• [Brief] Every single entry that follows is to be retyped exactly.

• [Extracted data]
--------------------

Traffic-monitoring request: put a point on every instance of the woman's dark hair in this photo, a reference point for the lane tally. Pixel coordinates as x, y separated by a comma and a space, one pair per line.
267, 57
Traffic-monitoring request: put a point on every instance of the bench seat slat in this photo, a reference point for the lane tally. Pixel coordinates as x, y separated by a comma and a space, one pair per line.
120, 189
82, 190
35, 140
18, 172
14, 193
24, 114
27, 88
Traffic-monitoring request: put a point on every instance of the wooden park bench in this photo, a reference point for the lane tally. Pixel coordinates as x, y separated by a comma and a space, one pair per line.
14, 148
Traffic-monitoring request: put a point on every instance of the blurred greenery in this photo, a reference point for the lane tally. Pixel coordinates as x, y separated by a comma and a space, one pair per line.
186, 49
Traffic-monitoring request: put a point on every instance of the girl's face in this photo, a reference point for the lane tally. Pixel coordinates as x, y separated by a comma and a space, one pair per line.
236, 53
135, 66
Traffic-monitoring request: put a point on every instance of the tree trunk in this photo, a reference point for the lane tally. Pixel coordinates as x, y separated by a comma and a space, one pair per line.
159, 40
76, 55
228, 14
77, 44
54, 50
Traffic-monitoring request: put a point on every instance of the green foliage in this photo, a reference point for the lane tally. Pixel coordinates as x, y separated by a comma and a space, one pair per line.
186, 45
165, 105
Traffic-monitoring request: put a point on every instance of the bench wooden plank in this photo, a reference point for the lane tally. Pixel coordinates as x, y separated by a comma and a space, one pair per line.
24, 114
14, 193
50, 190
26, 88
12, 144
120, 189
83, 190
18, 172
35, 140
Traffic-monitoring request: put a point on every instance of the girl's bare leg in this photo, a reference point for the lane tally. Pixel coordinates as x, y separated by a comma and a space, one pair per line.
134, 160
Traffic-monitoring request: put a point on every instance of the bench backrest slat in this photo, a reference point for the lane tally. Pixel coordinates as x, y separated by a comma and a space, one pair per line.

--------------------

• [Exercise result]
Traffic-monitoring request: put a point on every instance of the woman's dark hair in this photo, a reference point for the lane tally. Pixel coordinates as x, y separated by a comma and a space, one pair per line.
267, 57
Traffic-monitoring request: put a point on every instance of the bench seat slat in this photo, a reference point for the lane tally. Pixel coordinates as x, y separated by a comma and a space, one pair per line.
120, 189
82, 190
35, 140
18, 172
14, 193
24, 114
27, 88
Traffic-monitoring request: put a point on every instance of the wooden park bench in this photo, a reference point for the lane tally. Pixel coordinates as x, y separated by a comma and a space, one pair per line.
14, 148
Traffic-monitoring request: put a point on every instance of the blurred greenery in this photo, a reference point for the lane tally. Pixel coordinates as x, y separated by a comma and a space, one pair per line.
186, 49
Traffic-monitoring request: put a point on every instance of the girl's face in this photo, a reference point for the lane tally. Pixel coordinates as x, y separated by a comma and a space, one pair per line.
236, 53
135, 66
Traffic-monitoring request: put a point on every instance of the tree trunk in this photo, a reference point for the lane tally. Pixel coordinates as x, y separated by a comma and a space, one pair per line.
159, 40
76, 55
228, 14
77, 44
54, 50
Traffic-monitoring request: put a point on every instance of the green foliage in this photo, a reference point for the lane tally. Pixel coordinates as x, y separated by a comma and a space, one pair per line.
186, 45
165, 105
Traffic-monitoring request: put a point on every instance of the bench wooden plank in this photo, a reference point for the lane tally. Pixel coordinates as x, y separated by a comma and a space, one pair per line.
24, 114
14, 193
50, 190
26, 88
12, 144
120, 189
83, 190
18, 172
35, 140
Traffic-monitoring request: put a point on every instance of the girl's bare leg in this photo, a reference point for the lane tally. Pixel coordinates as x, y separated by a comma and a space, one pair per line.
134, 160
Traffic-monitoring request: put a point on every instance of the bench backrest slat in this photo, a reference point for the lane tally. Pixel coordinates as x, y separated by a comma and a space, one pair per line.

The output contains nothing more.